→ **Source information**:
◆ ◆ ◆
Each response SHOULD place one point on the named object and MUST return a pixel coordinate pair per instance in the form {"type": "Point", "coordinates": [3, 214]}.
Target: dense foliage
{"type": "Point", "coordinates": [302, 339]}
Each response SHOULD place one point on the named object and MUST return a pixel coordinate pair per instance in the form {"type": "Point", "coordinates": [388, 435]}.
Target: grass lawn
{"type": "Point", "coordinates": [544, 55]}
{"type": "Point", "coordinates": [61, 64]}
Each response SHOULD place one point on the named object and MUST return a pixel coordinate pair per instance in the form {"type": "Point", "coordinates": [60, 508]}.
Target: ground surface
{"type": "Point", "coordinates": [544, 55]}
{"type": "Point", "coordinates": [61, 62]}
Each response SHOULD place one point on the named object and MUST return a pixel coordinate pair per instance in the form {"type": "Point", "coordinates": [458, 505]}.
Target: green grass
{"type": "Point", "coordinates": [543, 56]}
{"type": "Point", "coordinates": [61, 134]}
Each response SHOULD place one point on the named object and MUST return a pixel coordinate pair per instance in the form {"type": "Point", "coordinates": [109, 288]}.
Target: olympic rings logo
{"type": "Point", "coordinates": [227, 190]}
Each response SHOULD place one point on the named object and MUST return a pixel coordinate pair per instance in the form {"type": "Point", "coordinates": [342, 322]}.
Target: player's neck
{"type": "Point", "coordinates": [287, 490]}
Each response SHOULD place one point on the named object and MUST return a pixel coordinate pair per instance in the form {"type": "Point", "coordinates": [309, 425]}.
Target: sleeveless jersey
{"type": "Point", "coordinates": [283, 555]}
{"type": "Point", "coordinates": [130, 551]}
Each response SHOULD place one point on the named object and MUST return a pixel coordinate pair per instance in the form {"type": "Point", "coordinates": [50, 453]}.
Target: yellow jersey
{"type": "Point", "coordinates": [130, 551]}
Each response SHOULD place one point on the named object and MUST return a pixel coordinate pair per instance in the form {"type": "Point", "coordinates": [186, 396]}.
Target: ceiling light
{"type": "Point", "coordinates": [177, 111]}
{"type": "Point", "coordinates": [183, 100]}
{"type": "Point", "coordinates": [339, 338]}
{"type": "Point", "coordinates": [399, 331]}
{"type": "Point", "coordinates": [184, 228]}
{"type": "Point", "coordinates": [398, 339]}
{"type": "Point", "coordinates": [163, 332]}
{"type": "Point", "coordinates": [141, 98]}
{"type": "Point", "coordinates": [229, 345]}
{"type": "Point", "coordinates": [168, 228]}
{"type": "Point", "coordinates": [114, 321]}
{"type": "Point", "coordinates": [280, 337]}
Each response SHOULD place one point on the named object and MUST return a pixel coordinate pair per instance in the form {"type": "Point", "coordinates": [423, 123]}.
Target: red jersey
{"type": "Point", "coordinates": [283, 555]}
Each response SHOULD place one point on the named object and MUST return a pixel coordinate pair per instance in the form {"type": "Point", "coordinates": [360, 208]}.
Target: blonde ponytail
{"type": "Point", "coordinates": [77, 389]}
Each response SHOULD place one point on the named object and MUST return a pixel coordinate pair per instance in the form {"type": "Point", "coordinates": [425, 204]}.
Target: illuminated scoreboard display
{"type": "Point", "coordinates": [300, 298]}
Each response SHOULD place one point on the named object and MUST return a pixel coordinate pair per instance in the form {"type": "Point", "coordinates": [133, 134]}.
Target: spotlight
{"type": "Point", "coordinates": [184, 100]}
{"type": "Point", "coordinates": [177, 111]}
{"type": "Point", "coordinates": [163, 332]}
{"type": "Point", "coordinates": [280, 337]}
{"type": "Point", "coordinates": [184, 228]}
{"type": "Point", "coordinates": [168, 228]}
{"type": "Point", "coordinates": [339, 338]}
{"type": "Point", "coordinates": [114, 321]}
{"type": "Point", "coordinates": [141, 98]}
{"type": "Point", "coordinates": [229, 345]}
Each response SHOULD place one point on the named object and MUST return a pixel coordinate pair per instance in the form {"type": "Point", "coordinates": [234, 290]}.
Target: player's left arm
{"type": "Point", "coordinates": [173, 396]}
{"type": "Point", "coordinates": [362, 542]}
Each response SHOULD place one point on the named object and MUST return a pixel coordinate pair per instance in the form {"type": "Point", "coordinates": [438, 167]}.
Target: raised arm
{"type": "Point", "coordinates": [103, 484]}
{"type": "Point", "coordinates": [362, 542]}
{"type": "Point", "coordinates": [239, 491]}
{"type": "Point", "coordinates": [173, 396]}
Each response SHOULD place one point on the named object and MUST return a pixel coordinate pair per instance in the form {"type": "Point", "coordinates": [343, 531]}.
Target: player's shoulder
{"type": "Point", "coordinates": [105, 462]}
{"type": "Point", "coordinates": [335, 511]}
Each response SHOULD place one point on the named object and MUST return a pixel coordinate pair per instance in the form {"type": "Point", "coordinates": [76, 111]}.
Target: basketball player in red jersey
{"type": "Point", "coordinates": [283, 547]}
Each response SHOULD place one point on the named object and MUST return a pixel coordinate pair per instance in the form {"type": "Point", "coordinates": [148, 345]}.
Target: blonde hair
◆ ◆ ◆
→ **Aim of the exercise**: Every record above should be written out exactly.

→ **The completed task**:
Each response SHOULD place one point on the named object and MUST return a pixel coordinate pair per instance in the form {"type": "Point", "coordinates": [3, 214]}.
Target: dense foliage
{"type": "Point", "coordinates": [302, 339]}
Each response SHOULD place one point on the named object and MUST return a pixel coordinate pair per instance in the form {"type": "Point", "coordinates": [388, 435]}.
Target: grass lawn
{"type": "Point", "coordinates": [544, 55]}
{"type": "Point", "coordinates": [61, 64]}
Each response SHOULD place one point on the named object and MUST return a pixel coordinate pair per instance in the form {"type": "Point", "coordinates": [60, 508]}.
Target: ground surface
{"type": "Point", "coordinates": [544, 55]}
{"type": "Point", "coordinates": [61, 62]}
Each response SHOULD place one point on the named object and MUST return a pixel coordinate pair per instance in the form {"type": "Point", "coordinates": [458, 505]}.
Target: green grass
{"type": "Point", "coordinates": [543, 56]}
{"type": "Point", "coordinates": [61, 134]}
Each response SHOULD place one point on the named object and MUST return a pixel coordinate pair per instance in the form {"type": "Point", "coordinates": [109, 288]}.
Target: olympic rings logo
{"type": "Point", "coordinates": [227, 190]}
Each response SHOULD place one point on the named object and MUST return a pixel coordinate pair per instance in the form {"type": "Point", "coordinates": [342, 322]}.
Target: player's neck
{"type": "Point", "coordinates": [287, 490]}
Each response SHOULD place one point on the named object and MUST return a pixel coordinate pair per instance in the form {"type": "Point", "coordinates": [309, 425]}.
Target: sleeveless jersey
{"type": "Point", "coordinates": [283, 555]}
{"type": "Point", "coordinates": [130, 551]}
Each response SHOULD place one point on the named object and MUST return a pixel coordinate pair per instance in the form {"type": "Point", "coordinates": [50, 453]}.
Target: yellow jersey
{"type": "Point", "coordinates": [130, 551]}
Each response SHOULD place one point on the named object and MUST return a pixel coordinate pair per instance in the form {"type": "Point", "coordinates": [186, 396]}.
Target: ceiling light
{"type": "Point", "coordinates": [177, 111]}
{"type": "Point", "coordinates": [183, 100]}
{"type": "Point", "coordinates": [339, 338]}
{"type": "Point", "coordinates": [399, 331]}
{"type": "Point", "coordinates": [184, 228]}
{"type": "Point", "coordinates": [398, 339]}
{"type": "Point", "coordinates": [163, 332]}
{"type": "Point", "coordinates": [141, 98]}
{"type": "Point", "coordinates": [229, 345]}
{"type": "Point", "coordinates": [168, 228]}
{"type": "Point", "coordinates": [114, 321]}
{"type": "Point", "coordinates": [280, 337]}
Each response SHOULD place one point on the named object and MUST return a pixel coordinate pair per instance in the form {"type": "Point", "coordinates": [423, 123]}.
Target: red jersey
{"type": "Point", "coordinates": [283, 555]}
Each response SHOULD place one point on the named object and MUST return a pixel coordinate pair per instance in the form {"type": "Point", "coordinates": [360, 208]}.
Target: blonde ponytail
{"type": "Point", "coordinates": [77, 389]}
Each response SHOULD place one point on the named object and MUST return a pixel coordinate pair per instance in the form {"type": "Point", "coordinates": [425, 204]}.
Target: illuminated scoreboard display
{"type": "Point", "coordinates": [300, 298]}
Each response SHOULD place one point on the named object and MUST return a pixel coordinate pair per instance in the form {"type": "Point", "coordinates": [133, 134]}.
Target: spotlight
{"type": "Point", "coordinates": [184, 100]}
{"type": "Point", "coordinates": [177, 111]}
{"type": "Point", "coordinates": [163, 332]}
{"type": "Point", "coordinates": [280, 337]}
{"type": "Point", "coordinates": [184, 228]}
{"type": "Point", "coordinates": [168, 228]}
{"type": "Point", "coordinates": [339, 338]}
{"type": "Point", "coordinates": [114, 321]}
{"type": "Point", "coordinates": [141, 98]}
{"type": "Point", "coordinates": [229, 345]}
Each response SHOULD place one point on the named object and MUST return a pixel coordinate pair per instance in the form {"type": "Point", "coordinates": [234, 290]}.
Target: player's left arm
{"type": "Point", "coordinates": [173, 396]}
{"type": "Point", "coordinates": [362, 542]}
Each response SHOULD place one point on the named object and MUST return a pixel coordinate pair per instance in the form {"type": "Point", "coordinates": [438, 167]}.
Target: raised arm
{"type": "Point", "coordinates": [103, 484]}
{"type": "Point", "coordinates": [362, 542]}
{"type": "Point", "coordinates": [239, 491]}
{"type": "Point", "coordinates": [173, 396]}
Each response SHOULD place one point on the named object and MUST return a pixel coordinate pair per instance in the form {"type": "Point", "coordinates": [343, 531]}.
Target: player's shoulder
{"type": "Point", "coordinates": [105, 462]}
{"type": "Point", "coordinates": [335, 511]}
Each response SHOULD place one point on the named object and MUST return a pixel coordinate pair per instance in the form {"type": "Point", "coordinates": [76, 111]}.
Target: basketball player in red jersey
{"type": "Point", "coordinates": [283, 547]}
Each response SHOULD place one point on the named object and MUST return a pixel coordinate pair per instance in the form {"type": "Point", "coordinates": [148, 345]}.
Target: blonde hair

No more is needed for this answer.